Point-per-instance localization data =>

BEGIN

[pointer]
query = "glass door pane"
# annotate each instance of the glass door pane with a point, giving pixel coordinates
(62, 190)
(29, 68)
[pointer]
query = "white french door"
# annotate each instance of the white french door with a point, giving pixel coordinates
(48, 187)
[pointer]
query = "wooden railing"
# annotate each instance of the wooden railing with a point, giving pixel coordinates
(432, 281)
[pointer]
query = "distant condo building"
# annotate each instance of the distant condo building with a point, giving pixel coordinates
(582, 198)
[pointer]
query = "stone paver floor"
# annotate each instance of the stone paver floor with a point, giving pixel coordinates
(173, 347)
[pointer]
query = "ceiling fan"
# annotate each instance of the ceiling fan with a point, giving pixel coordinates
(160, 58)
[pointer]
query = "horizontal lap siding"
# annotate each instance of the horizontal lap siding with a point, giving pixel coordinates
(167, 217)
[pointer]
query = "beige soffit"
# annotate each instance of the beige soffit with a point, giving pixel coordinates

END
BEGIN

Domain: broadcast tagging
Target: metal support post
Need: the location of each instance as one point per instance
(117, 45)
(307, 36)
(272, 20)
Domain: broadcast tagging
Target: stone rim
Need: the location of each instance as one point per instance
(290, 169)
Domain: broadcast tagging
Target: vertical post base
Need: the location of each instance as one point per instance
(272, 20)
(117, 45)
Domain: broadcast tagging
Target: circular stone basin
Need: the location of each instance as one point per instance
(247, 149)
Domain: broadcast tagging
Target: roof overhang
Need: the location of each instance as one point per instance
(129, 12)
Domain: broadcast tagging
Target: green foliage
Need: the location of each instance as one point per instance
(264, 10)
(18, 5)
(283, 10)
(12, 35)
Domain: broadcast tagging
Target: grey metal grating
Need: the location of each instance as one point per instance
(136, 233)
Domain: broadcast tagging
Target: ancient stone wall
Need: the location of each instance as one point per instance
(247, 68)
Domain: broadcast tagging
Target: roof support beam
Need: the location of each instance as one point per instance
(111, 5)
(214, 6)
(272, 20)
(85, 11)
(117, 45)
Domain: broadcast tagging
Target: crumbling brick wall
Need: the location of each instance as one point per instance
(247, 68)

END
BEGIN

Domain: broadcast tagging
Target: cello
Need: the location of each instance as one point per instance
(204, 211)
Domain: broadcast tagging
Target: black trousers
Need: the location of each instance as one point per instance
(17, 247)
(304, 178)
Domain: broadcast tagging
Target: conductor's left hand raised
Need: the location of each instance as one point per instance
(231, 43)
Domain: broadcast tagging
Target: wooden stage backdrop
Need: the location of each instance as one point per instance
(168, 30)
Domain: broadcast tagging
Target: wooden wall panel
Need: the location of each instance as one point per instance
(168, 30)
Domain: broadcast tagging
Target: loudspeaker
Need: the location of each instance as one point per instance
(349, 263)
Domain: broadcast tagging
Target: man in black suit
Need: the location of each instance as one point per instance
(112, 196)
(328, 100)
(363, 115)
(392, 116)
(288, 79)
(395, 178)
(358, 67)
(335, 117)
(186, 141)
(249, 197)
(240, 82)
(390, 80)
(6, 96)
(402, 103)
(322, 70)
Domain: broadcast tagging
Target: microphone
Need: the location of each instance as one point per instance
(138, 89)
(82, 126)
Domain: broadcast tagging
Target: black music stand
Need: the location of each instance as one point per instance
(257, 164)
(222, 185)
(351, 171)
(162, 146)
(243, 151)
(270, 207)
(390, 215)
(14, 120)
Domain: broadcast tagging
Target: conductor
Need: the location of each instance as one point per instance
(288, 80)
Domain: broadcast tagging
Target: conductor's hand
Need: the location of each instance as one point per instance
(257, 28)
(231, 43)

END

Exercise objective => Count how many lines in the data above hold the string "wall", and give the number with no other words.

Your response => 3